Many boys don’t like to read. Blamed for this failure nowadays are television, computers, and electronic games. As Tyre demonstrates, however, a good part of the fault lies with what boys are forced to read by many schools. “It’s an awkward moment,” Tyre suggests, “when a teacher suggests Little House in the Big Woods by Laura Ingalls Wilder and her little male student opts instead for The Day My Butt Went Psycho.” She also cites a 2001 Canadian study which found that “Mormon families in Salt Lake City and lesbian couples in Cambridge, Massachusetts, are equally likely to produce a Captain Underpants fan.”
In one of Tyre’s more telling examples of how boys and education are so often misfits, she quotes Vivian Paley, a renowned kindergarten teacher and winner of a MacArthur Award. Here Paley is demonstrating how differently boys and girls tell stories.

*Material provided*.
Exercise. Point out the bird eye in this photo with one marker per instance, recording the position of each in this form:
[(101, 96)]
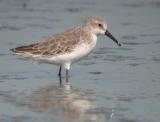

*Tasks and exercises*.
a) In the passage on boys and reading, replace "electronic games" with "video games" and reproduce the text between "Many boys don’t" and "girls tell stories.", inclusive.
b) According to the passage on boys and reading, what award has Vivian Paley won?
c) Shorten the paragraph of the passage on boys and reading that begins "In one of Tyre's more telling examples" and keep its main facts.

*Task answers*.
a)
Many boys don’t like to read. Blamed for this failure nowadays are television, computers, and video games. As Tyre demonstrates, however, a good part of the fault lies with what boys are forced to read by many schools. “It’s an awkward moment,” Tyre suggests, “when a teacher suggests Little House in the Big Woods by Laura Ingalls Wilder and her little male student opts instead for The Day My Butt Went Psycho.” She also cites a 2001 Canadian study which found that “Mormon families in Salt Lake City and lesbian couples in Cambridge, Massachusetts, are equally likely to produce a Captain Underpants fan.”
In one of Tyre’s more telling examples of how boys and education are so often misfits, she quotes Vivian Paley, a renowned kindergarten teacher and winner of a MacArthur Award. Here Paley is demonstrating how differently boys and girls tell stories.

b) A MacArthur Award.

c) To show how often boys and education are misfits, Tyre quotes Vivian Paley, a renowned kindergarten teacher and MacArthur Award winner. Paley demonstrates how differently boys and girls tell stories.